▸ Exercise:
Every line from the one that contains "Run detection for ladders" to the end of the records must be restated word for word. No other line belongs in the answer.

>>>

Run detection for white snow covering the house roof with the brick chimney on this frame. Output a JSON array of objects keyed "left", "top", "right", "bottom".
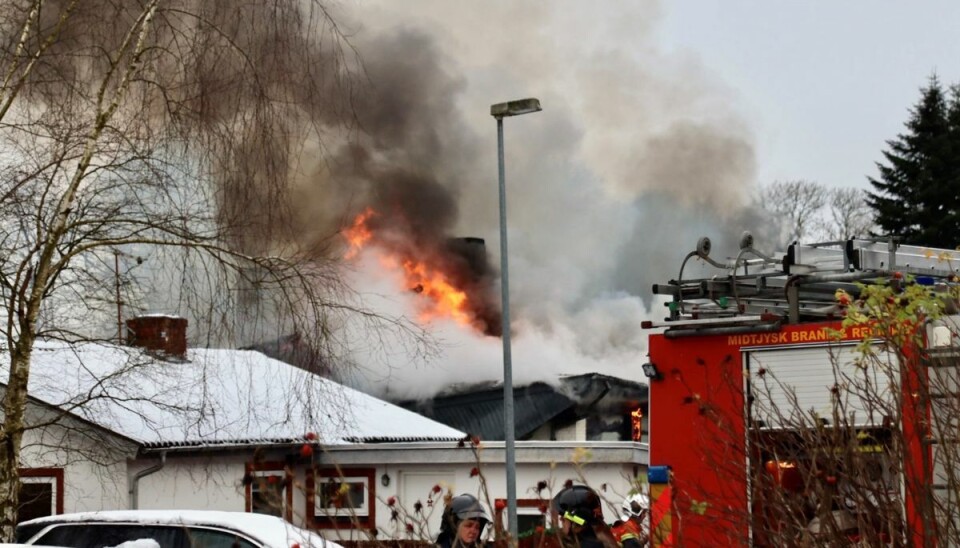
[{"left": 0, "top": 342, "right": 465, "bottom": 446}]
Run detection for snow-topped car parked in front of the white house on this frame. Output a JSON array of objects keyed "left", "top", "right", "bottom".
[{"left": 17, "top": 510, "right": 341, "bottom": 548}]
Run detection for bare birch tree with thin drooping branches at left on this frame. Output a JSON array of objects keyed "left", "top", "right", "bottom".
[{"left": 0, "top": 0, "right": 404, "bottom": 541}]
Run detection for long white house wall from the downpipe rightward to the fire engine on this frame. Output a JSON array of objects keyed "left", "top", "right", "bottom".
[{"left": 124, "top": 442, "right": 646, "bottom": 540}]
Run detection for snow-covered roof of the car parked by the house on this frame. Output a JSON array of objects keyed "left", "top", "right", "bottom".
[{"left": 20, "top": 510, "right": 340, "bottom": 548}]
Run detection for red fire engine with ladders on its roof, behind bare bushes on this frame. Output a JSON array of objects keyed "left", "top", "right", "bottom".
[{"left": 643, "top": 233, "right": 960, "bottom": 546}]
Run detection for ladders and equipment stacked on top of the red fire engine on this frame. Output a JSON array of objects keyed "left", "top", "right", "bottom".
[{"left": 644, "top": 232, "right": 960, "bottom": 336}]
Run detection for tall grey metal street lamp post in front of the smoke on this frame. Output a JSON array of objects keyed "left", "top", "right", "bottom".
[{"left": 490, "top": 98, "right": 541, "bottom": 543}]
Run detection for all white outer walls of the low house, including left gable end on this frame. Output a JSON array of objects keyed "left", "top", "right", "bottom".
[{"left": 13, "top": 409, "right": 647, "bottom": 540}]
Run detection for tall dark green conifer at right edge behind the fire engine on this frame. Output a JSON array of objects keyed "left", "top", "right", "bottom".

<<<

▸ Answer box:
Run detection for ladders and equipment stacked on top of the red fire engine on this frame. Output a JSON array of objects keyed "left", "top", "right", "bottom".
[{"left": 644, "top": 232, "right": 960, "bottom": 336}]
Run detection for tall grey metal street lamp post in front of the smoke on this frame. Output a JSON array of objects keyed "left", "top", "right", "bottom".
[{"left": 490, "top": 98, "right": 541, "bottom": 543}]
Run detection for all white outer walls of the low house, including left gable end on this frame. Output a JSON array of objects keyed "left", "top", "right", "bottom".
[{"left": 13, "top": 409, "right": 647, "bottom": 540}]
Run detection for tall dark green conifer at right edge behind the fire engine on this frame. Output a JSON array of objects keyed "left", "top", "right", "bottom".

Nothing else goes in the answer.